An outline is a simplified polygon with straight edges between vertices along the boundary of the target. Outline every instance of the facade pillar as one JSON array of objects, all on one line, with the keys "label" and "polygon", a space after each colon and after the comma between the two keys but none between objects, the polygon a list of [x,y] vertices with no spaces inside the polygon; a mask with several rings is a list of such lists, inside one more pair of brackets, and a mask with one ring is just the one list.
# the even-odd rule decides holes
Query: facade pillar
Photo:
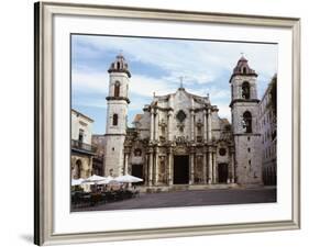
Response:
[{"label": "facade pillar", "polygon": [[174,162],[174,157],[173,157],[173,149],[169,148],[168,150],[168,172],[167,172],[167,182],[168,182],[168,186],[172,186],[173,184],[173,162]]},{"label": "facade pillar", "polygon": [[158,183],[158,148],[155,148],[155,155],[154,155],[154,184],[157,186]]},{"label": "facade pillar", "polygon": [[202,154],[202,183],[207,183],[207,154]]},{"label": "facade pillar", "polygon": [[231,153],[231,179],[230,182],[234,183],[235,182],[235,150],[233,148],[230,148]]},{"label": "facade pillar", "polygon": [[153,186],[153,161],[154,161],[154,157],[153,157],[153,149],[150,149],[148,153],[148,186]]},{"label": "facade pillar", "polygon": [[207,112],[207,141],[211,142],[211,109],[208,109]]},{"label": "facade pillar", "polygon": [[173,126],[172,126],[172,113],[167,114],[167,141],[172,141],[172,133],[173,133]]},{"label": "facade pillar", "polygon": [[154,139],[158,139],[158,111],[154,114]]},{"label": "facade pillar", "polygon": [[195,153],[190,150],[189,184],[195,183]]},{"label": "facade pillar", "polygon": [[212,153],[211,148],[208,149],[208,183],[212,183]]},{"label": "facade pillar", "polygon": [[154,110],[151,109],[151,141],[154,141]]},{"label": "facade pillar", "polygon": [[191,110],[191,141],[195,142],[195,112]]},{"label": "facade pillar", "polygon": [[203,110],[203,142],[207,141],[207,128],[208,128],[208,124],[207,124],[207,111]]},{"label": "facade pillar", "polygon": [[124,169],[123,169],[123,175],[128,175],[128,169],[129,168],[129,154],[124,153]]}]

--

*Exercise directions*.
Quote every row above verbatim, leaving out the pictures.

*Answer for the task*.
An outline is a simplified polygon with straight edges between vertices along the boundary of the target. Outline every instance of the facade pillar as one JSON array of objects, all on one line, with the keys "label" and "polygon", a space after each colon and after the comma between the two keys but none between objects, the polygon a list of [x,y] vertices with no spaces inside the polygon; a mask with several rings is a list of such lists, inside one more pair of brackets, and a mask with one ring is just the one list.
# the even-odd rule decides holes
Query: facade pillar
Photo:
Response:
[{"label": "facade pillar", "polygon": [[174,162],[174,157],[173,157],[173,149],[169,148],[168,150],[168,172],[167,172],[167,182],[168,182],[168,186],[172,186],[173,184],[173,162]]},{"label": "facade pillar", "polygon": [[158,183],[158,148],[155,148],[155,155],[154,155],[154,184],[157,186]]},{"label": "facade pillar", "polygon": [[202,154],[202,183],[207,183],[207,154]]},{"label": "facade pillar", "polygon": [[231,153],[231,179],[230,182],[234,183],[235,182],[235,150],[233,148],[230,148]]},{"label": "facade pillar", "polygon": [[153,186],[153,161],[154,161],[154,157],[153,157],[153,149],[150,149],[148,153],[148,186]]},{"label": "facade pillar", "polygon": [[207,112],[207,141],[211,142],[211,109],[208,109]]},{"label": "facade pillar", "polygon": [[173,126],[172,126],[172,113],[167,114],[167,141],[172,141],[172,133],[173,133]]},{"label": "facade pillar", "polygon": [[154,139],[158,139],[158,111],[154,114]]},{"label": "facade pillar", "polygon": [[195,153],[190,150],[189,184],[195,183]]},{"label": "facade pillar", "polygon": [[212,153],[211,148],[208,149],[208,183],[212,183]]},{"label": "facade pillar", "polygon": [[154,110],[151,109],[151,141],[154,141]]},{"label": "facade pillar", "polygon": [[191,110],[191,141],[195,142],[195,112]]},{"label": "facade pillar", "polygon": [[203,110],[203,142],[207,141],[207,128],[208,128],[208,124],[207,124],[207,111]]},{"label": "facade pillar", "polygon": [[124,169],[123,169],[123,175],[128,175],[128,169],[129,168],[129,154],[124,153]]}]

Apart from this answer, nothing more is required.